Return each line of the data below exactly, omitting any pictures.

[Start Dataset content]

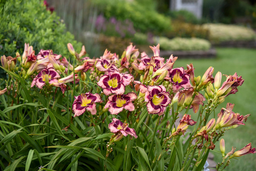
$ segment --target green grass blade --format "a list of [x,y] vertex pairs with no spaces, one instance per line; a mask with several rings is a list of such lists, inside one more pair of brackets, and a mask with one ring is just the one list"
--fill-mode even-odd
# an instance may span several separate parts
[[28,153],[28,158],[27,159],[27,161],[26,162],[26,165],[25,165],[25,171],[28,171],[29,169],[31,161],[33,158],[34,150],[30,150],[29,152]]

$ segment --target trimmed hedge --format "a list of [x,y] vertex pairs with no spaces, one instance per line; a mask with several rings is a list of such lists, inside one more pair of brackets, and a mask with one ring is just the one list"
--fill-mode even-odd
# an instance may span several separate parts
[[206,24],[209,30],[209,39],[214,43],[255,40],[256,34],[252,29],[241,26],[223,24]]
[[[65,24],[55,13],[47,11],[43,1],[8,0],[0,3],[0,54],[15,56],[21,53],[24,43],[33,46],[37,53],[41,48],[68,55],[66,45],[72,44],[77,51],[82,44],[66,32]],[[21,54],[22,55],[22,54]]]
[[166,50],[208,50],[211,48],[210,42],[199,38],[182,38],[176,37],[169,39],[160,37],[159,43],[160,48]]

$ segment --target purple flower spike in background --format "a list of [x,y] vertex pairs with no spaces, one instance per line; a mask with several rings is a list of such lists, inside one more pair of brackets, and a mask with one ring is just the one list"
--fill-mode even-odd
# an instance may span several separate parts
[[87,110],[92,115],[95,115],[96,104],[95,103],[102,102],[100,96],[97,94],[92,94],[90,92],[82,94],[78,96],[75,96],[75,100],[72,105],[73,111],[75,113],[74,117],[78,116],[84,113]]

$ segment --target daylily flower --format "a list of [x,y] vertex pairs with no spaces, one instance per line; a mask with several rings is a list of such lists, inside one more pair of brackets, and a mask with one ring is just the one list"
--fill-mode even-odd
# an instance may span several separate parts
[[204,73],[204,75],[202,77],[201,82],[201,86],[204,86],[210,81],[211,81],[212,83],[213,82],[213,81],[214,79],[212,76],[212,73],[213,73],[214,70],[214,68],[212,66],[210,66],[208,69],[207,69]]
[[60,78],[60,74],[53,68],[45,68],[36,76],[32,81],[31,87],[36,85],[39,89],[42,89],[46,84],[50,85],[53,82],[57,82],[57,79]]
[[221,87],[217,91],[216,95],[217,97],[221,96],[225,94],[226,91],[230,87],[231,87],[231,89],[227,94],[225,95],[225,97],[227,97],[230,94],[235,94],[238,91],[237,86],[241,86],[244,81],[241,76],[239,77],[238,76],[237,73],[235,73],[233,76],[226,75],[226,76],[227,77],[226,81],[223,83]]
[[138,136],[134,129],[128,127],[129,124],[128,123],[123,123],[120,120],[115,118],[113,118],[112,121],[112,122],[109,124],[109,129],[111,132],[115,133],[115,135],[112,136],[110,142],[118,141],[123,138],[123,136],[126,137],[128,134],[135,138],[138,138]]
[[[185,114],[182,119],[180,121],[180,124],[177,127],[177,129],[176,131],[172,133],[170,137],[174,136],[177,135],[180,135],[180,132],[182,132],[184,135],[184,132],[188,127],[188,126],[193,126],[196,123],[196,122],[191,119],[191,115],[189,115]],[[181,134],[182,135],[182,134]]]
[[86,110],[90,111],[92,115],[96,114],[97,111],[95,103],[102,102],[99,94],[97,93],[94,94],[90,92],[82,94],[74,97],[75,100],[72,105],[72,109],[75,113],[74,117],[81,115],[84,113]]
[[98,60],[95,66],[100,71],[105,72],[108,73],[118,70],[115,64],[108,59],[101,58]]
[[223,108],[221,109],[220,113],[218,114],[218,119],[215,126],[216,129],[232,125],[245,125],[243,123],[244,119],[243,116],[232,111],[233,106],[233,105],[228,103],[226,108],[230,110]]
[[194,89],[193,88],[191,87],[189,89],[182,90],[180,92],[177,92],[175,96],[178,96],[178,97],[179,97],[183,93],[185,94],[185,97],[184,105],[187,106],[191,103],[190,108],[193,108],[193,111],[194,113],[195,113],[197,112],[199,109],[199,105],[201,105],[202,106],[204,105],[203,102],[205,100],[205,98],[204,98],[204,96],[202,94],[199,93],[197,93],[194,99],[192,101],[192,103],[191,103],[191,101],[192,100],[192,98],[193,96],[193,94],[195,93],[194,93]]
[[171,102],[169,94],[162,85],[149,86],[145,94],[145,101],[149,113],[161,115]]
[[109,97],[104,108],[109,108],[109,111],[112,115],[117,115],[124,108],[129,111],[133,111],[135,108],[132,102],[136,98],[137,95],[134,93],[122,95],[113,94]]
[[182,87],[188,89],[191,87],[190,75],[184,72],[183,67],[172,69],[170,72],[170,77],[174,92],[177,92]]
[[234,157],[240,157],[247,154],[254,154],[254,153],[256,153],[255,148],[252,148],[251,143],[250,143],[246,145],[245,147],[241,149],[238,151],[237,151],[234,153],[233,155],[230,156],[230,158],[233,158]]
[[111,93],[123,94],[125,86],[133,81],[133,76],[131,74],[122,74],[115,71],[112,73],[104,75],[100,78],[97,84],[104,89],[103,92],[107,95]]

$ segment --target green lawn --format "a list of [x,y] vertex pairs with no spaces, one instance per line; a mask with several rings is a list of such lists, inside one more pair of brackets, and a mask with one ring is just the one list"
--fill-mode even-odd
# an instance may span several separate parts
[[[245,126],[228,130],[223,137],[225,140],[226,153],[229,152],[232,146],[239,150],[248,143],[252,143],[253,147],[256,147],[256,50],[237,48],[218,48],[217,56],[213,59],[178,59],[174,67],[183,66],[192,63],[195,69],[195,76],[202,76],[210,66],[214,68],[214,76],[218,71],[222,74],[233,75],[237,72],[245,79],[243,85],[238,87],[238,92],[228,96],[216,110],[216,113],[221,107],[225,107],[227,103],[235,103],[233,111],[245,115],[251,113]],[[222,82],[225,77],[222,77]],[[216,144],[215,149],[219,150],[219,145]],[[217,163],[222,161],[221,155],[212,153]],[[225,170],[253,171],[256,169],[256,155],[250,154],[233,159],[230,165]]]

[End Dataset content]

## Solution to this exercise
$ segment --target green grass blade --format "a list of [x,y] vertex pairs with no spaces, one instance per line; a mask with several rings is a list of such lists, inside one more pair of brackets, and a mask with one ring is just the one list"
--fill-mode even-odd
# an instance may span several separate parts
[[28,153],[28,158],[27,159],[27,161],[26,162],[26,165],[25,165],[25,171],[28,171],[29,169],[31,161],[33,158],[34,150],[30,150],[29,152]]

$ segment --target trimmed hedge --format "a list of [x,y] vertex pairs with no spaces, one instance per line; a mask with several rings is a list of such lists, inside one more pair of brackets, and a mask with one ring is just the one list"
--fill-mode even-odd
# an instance may span several separate parts
[[206,24],[209,30],[209,39],[214,43],[255,40],[256,34],[252,29],[241,26],[223,24]]
[[[65,24],[55,13],[47,11],[43,1],[8,0],[0,3],[0,54],[15,56],[21,53],[24,43],[33,46],[37,53],[41,48],[68,55],[66,45],[72,44],[77,51],[82,44],[66,32]],[[21,54],[22,55],[22,54]]]
[[166,50],[208,50],[211,48],[210,42],[199,38],[182,38],[176,37],[169,39],[160,37],[159,43],[160,48]]

$ segment --target purple flower spike in background --format "a list of [x,y] vertex pairs with no spaces, one instance per line; a mask with several rings is a list of such lists, inside one more pair of brackets, and a mask with one ring is just the one list"
--fill-mode even-odd
# an instance may span several separate parts
[[87,110],[92,115],[95,115],[96,104],[95,103],[102,102],[100,96],[97,94],[92,94],[90,92],[82,94],[78,96],[75,96],[75,100],[72,105],[73,111],[75,113],[74,117],[78,116],[84,113]]

$ segment --target daylily flower --format "a list of [x,y] vertex pairs with no spaces, one instance per line; a mask with several rings is a list of such lists, inside one more pair of brackets, and a mask with one ring is just the one list"
--fill-mode even-odd
# an instance may span several separate parts
[[204,73],[204,75],[202,77],[201,82],[201,86],[204,86],[210,81],[211,81],[212,83],[213,82],[213,81],[214,79],[212,76],[212,73],[213,73],[214,70],[214,68],[212,66],[210,66],[208,69],[207,69]]
[[60,78],[60,74],[53,68],[45,68],[36,76],[32,81],[31,87],[36,85],[39,89],[42,89],[46,84],[50,85],[53,82],[57,82],[57,79]]
[[221,87],[217,91],[216,95],[217,97],[221,96],[225,94],[226,91],[230,87],[231,87],[231,89],[227,94],[225,95],[225,97],[227,97],[230,94],[235,94],[238,91],[237,86],[241,86],[244,81],[241,76],[239,77],[238,76],[237,73],[235,73],[233,76],[226,75],[226,76],[227,77],[226,81],[223,83]]
[[138,136],[134,129],[128,127],[129,124],[128,123],[123,123],[120,120],[115,118],[113,118],[112,121],[112,122],[109,124],[109,129],[111,132],[115,133],[115,135],[112,136],[110,142],[118,141],[123,138],[123,136],[126,137],[128,134],[135,138],[138,138]]
[[[185,114],[182,119],[180,121],[180,124],[177,127],[177,129],[176,131],[172,133],[170,137],[174,136],[177,135],[180,135],[180,132],[182,132],[184,135],[184,132],[188,127],[188,126],[193,126],[196,123],[196,122],[191,119],[191,115],[189,115]],[[181,134],[182,135],[182,134]]]
[[86,110],[90,111],[92,115],[96,114],[97,111],[95,103],[102,102],[99,94],[97,93],[94,94],[90,92],[82,94],[74,97],[75,100],[72,105],[72,109],[75,113],[74,117],[81,115],[84,113]]
[[98,60],[95,66],[100,71],[105,72],[108,73],[118,70],[115,64],[108,59],[101,58]]
[[223,108],[221,109],[220,113],[218,114],[218,119],[215,126],[216,129],[232,125],[245,125],[243,123],[244,119],[243,116],[232,111],[233,106],[233,105],[228,103],[226,108],[230,110]]
[[194,89],[193,88],[191,87],[189,89],[182,90],[180,92],[177,92],[175,96],[178,96],[178,97],[179,97],[183,93],[185,94],[185,97],[184,105],[187,106],[191,103],[190,108],[193,108],[193,111],[194,113],[195,113],[197,112],[199,109],[199,105],[201,105],[202,106],[204,105],[203,102],[205,100],[205,98],[204,98],[204,96],[202,94],[199,93],[197,93],[194,99],[192,101],[192,103],[191,103],[191,101],[192,100],[192,98],[193,96],[193,94],[195,93],[194,93]]
[[171,102],[169,94],[162,85],[149,86],[145,94],[145,101],[149,113],[161,115]]
[[109,97],[104,108],[109,108],[109,111],[112,115],[117,115],[124,108],[129,111],[133,111],[135,108],[132,102],[136,98],[137,95],[134,93],[122,95],[113,94]]
[[182,87],[188,89],[191,87],[190,75],[184,72],[183,67],[172,69],[170,72],[170,77],[174,92],[177,92]]
[[234,157],[240,157],[247,154],[254,154],[254,153],[256,153],[255,148],[252,148],[251,143],[250,143],[246,145],[245,147],[241,149],[238,151],[237,151],[234,153],[233,155],[230,156],[230,158],[233,158]]
[[111,93],[123,94],[125,86],[133,81],[133,76],[131,74],[122,74],[115,71],[112,73],[104,75],[100,78],[97,84],[104,89],[103,92],[107,95]]

$ segment --target green lawn --format "a list of [x,y] vertex pairs with no spaces, one instance per line; a mask with several rings is a list of such lists, inside one more pair of brackets, and a mask with one ring is just the one list"
--fill-mode even-odd
# an instance may span several separate parts
[[[245,126],[228,130],[223,137],[225,140],[226,153],[229,152],[232,146],[239,150],[248,143],[252,143],[253,147],[256,147],[256,50],[237,48],[218,48],[217,56],[213,59],[178,59],[174,67],[183,66],[192,63],[195,69],[195,76],[202,76],[210,66],[214,68],[214,76],[218,71],[222,74],[233,75],[237,72],[245,79],[243,85],[238,87],[238,92],[228,96],[216,110],[216,113],[221,107],[225,107],[227,103],[235,103],[233,111],[245,115],[251,113]],[[222,82],[225,77],[222,77]],[[216,144],[215,149],[219,150],[219,145]],[[217,163],[222,161],[221,155],[212,153]],[[225,170],[253,171],[256,169],[256,155],[250,154],[233,159],[230,165]]]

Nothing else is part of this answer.